ROBERT SIEGEL, host:
Today, the U.S. Supreme Court took up a question that has plagued trial courts across the country. If a person is sane enough to stand trial, does that mean he is mentally competent to represent himself?
NPR legal affairs correspondent Nina Totenberg reports.
NINA TOTENBERG: After five years and multiple findings of mental incompetency, Ahmad Edwards was finally judged to be competent to stand trial on attempted murder charges in Indiana. But he wanted to represent himself. The trial judge ruled that Edwards was still too disturbed and incoherent to act as his own lawyer. The state Supreme Court said Edwards had been denied his constitutional right to represent himself, and the state appealed to the U.S. Supreme Court, which heard arguments in the case today.
On the steps of the court, lawyer Mark Stancil, representing Edwards, said the Constitution protects the defendant's rights at trial, not the state's rights.

## Data excerpts
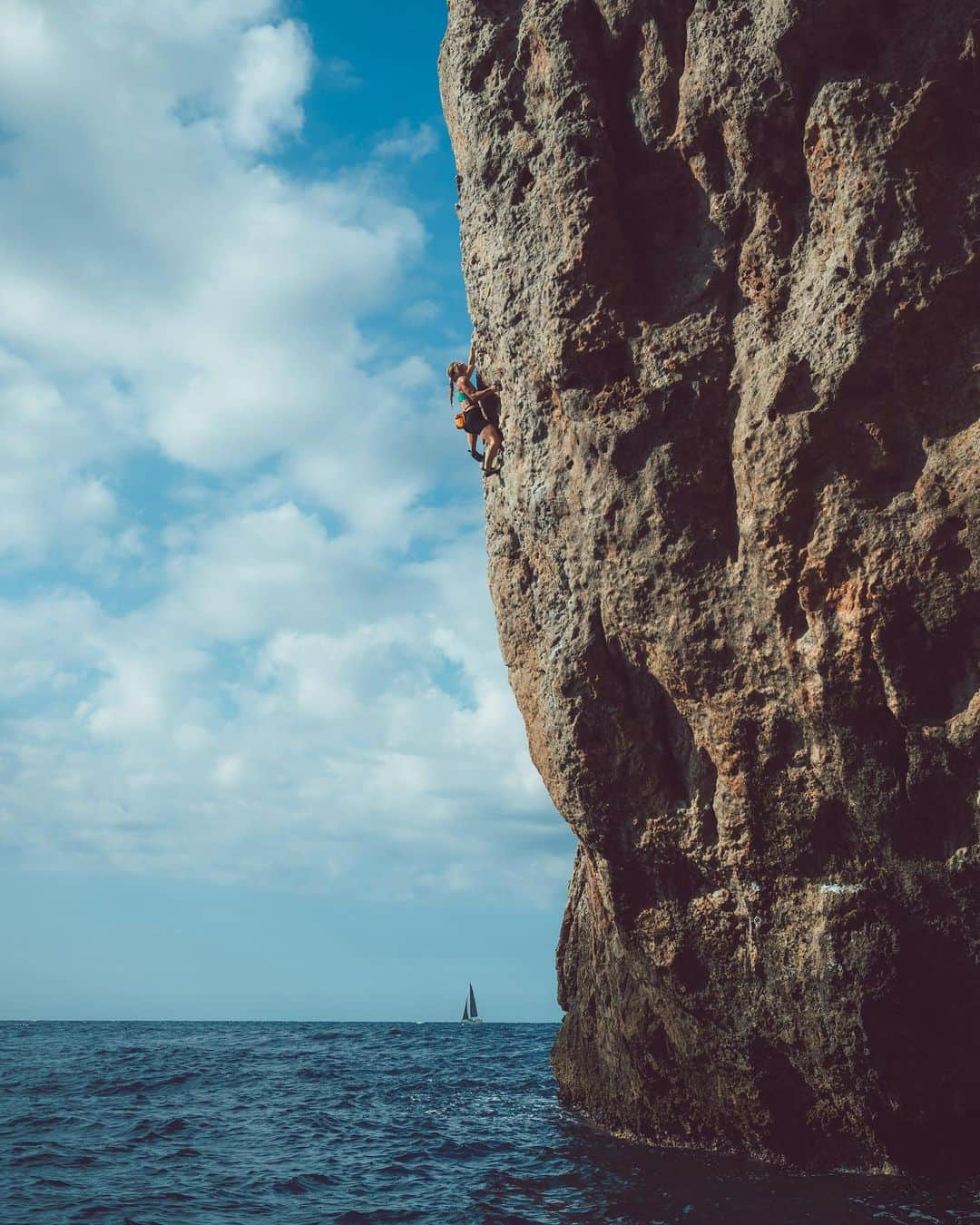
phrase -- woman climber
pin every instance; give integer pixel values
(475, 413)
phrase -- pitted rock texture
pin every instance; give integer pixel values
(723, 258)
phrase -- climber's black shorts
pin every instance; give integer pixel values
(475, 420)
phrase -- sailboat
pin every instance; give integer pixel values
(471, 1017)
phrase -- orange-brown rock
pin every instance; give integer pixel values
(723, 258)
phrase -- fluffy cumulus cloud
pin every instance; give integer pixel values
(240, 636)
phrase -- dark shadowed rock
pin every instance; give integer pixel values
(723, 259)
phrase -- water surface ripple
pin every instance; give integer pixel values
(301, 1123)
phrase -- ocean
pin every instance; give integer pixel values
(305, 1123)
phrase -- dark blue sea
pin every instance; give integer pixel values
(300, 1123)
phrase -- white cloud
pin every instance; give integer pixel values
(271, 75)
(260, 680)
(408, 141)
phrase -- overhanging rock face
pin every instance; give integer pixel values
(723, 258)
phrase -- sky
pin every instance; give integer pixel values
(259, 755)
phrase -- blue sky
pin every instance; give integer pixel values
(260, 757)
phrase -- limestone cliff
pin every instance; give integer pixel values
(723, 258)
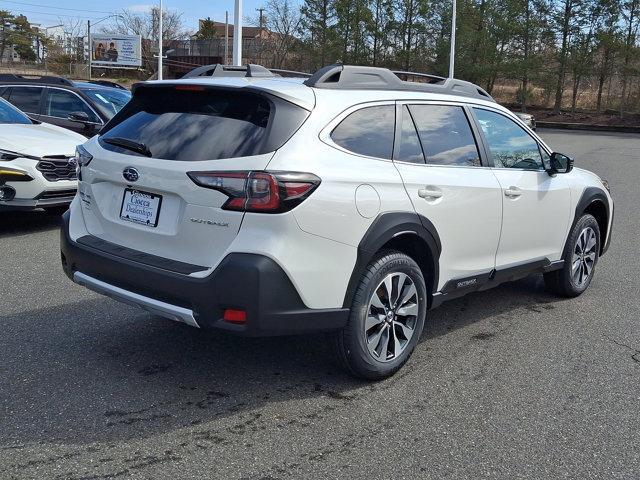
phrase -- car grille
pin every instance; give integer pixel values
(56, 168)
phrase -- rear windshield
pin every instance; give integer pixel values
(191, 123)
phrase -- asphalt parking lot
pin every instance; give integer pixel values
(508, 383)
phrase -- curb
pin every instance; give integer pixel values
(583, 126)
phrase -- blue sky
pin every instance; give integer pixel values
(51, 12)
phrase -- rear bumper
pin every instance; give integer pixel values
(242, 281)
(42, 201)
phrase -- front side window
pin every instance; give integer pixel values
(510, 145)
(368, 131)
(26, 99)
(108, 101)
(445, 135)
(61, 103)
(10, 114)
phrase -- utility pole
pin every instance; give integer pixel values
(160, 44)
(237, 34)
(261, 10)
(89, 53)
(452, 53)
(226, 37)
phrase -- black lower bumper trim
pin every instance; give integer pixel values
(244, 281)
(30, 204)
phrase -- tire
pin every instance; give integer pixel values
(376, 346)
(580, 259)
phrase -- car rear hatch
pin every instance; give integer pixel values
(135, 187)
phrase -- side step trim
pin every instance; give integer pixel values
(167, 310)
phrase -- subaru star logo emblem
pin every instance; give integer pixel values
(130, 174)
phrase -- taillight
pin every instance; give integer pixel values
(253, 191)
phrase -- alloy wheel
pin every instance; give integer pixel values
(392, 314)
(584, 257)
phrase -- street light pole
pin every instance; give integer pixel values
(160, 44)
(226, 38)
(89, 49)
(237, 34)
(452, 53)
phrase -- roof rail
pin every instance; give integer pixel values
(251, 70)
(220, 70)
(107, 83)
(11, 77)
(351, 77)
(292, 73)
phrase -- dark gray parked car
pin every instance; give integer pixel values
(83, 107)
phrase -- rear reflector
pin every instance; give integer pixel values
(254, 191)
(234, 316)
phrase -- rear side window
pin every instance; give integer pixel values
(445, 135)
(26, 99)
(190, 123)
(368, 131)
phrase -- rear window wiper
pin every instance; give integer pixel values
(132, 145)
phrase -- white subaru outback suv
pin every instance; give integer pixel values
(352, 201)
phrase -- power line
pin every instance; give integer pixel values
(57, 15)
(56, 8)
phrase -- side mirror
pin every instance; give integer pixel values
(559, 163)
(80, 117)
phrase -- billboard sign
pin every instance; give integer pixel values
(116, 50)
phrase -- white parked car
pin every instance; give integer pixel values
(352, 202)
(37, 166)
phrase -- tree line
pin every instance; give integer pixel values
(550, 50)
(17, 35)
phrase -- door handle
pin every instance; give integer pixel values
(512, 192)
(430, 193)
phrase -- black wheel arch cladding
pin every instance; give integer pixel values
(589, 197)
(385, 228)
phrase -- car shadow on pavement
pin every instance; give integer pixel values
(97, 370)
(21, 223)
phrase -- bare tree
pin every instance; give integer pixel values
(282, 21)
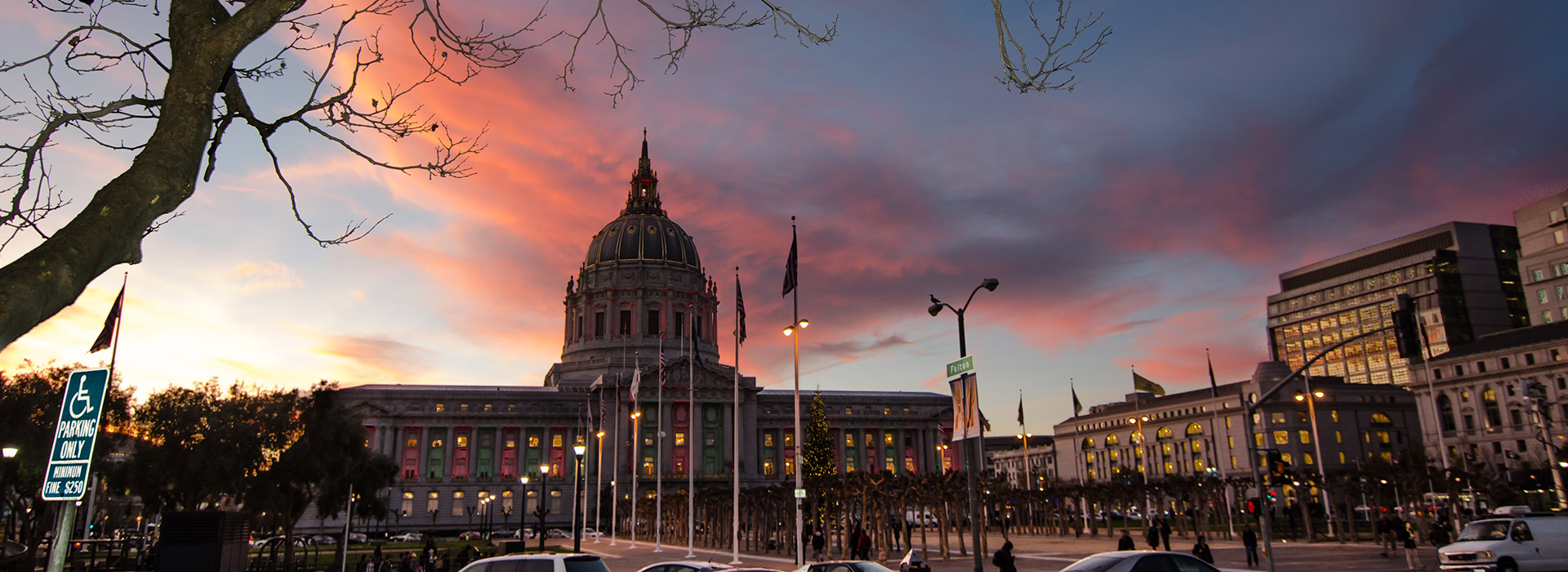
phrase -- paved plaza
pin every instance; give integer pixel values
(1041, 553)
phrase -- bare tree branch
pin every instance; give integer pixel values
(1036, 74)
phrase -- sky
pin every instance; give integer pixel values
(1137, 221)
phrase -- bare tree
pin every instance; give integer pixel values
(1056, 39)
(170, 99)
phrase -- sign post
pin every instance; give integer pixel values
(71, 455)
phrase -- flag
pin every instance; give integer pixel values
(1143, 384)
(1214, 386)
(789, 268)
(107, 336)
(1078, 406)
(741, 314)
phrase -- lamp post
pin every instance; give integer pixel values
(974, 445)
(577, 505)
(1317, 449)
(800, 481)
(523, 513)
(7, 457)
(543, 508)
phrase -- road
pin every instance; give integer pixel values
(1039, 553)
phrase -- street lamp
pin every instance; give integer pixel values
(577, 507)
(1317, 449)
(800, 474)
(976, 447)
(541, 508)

## Task requirements
1. Answer these from the Supreme Court transcript:
(a) What is the name of NPR's legal affairs correspondent?
(b) On what charges was Ahmad Edwards judged competent to stand trial?
(c) What is the name of the lawyer representing Edwards?
2. Reproduce, word for word, the part of the Supreme Court transcript that opens with the words containing "NPR legal affairs" and closes with "the state's rights.".

## Task answers
1.
(a) Nina Totenberg
(b) Attempted murder charges in Indiana
(c) Mark Stancil

2.
NPR legal affairs correspondent Nina Totenberg reports.
NINA TOTENBERG: After five years and multiple findings of mental incompetency, Ahmad Edwards was finally judged to be competent to stand trial on attempted murder charges in Indiana. But he wanted to represent himself. The trial judge ruled that Edwards was still too disturbed and incoherent to act as his own lawyer. The state Supreme Court said Edwards had been denied his constitutional right to represent himself, and the state appealed to the U.S. Supreme Court, which heard arguments in the case today.
On the steps of the court, lawyer Mark Stancil, representing Edwards, said the Constitution protects the defendant's rights at trial, not the state's rights.